◆ DATA:

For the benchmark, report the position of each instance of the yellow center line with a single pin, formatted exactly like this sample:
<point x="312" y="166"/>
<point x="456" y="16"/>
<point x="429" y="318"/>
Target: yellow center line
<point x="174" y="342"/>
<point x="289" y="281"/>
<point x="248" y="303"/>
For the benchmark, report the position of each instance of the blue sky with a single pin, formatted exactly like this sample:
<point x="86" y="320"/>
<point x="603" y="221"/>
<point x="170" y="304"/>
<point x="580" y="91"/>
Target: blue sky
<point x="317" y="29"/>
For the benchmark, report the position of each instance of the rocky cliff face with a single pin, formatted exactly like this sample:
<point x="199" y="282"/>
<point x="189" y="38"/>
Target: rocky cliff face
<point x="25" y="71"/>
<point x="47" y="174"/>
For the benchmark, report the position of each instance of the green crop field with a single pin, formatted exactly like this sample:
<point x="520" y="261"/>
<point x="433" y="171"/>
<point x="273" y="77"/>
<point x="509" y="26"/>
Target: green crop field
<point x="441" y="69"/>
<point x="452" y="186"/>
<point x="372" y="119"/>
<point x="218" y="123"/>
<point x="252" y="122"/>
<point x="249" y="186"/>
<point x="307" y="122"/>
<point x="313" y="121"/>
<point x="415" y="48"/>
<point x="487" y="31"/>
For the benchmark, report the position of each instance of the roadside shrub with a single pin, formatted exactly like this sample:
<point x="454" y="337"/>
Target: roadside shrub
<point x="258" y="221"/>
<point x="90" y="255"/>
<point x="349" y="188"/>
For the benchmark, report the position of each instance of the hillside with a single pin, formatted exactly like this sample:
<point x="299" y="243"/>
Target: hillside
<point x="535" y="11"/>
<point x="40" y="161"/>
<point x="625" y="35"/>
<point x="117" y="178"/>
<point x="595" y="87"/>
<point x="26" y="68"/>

◆ TASK REQUIREMENTS: Return all of the entries above unchanged, reproducing each line character for character.

◆ FINISHED TASK:
For the benchmark, report the position of each instance of the yellow center line with a single pin, formatted exactly like this sample:
<point x="312" y="166"/>
<point x="456" y="16"/>
<point x="429" y="318"/>
Target: yellow center line
<point x="174" y="342"/>
<point x="289" y="281"/>
<point x="248" y="303"/>
For the benchmark, report the position of each instance of the blue sky with a single pin, formatted exactly like this sample:
<point x="86" y="320"/>
<point x="603" y="221"/>
<point x="170" y="304"/>
<point x="580" y="91"/>
Target: blue sky
<point x="317" y="29"/>
For the benchmark, report the position of each instance of the rocky cliff face with a single pin, formatted exactly like this sample:
<point x="199" y="282"/>
<point x="189" y="38"/>
Target: rocky cliff face
<point x="25" y="71"/>
<point x="47" y="174"/>
For the benchmark, report the position of each instance of the green crop field with a single pin, formatted exactly like this sample:
<point x="520" y="261"/>
<point x="433" y="171"/>
<point x="273" y="77"/>
<point x="509" y="26"/>
Target: green crop field
<point x="441" y="69"/>
<point x="452" y="186"/>
<point x="372" y="119"/>
<point x="218" y="123"/>
<point x="252" y="122"/>
<point x="249" y="186"/>
<point x="307" y="122"/>
<point x="313" y="121"/>
<point x="415" y="48"/>
<point x="487" y="31"/>
For the benchmark, report the position of each instance of the roadside shrub with a single pin, formatted exactly like this sample:
<point x="454" y="337"/>
Target: roadside shrub
<point x="258" y="221"/>
<point x="90" y="255"/>
<point x="349" y="188"/>
For the benchmark, report the position of each instance of the hillside with a single pin, formatted exactly like this sample:
<point x="299" y="243"/>
Target: hillside
<point x="535" y="11"/>
<point x="40" y="161"/>
<point x="625" y="35"/>
<point x="117" y="178"/>
<point x="595" y="87"/>
<point x="26" y="68"/>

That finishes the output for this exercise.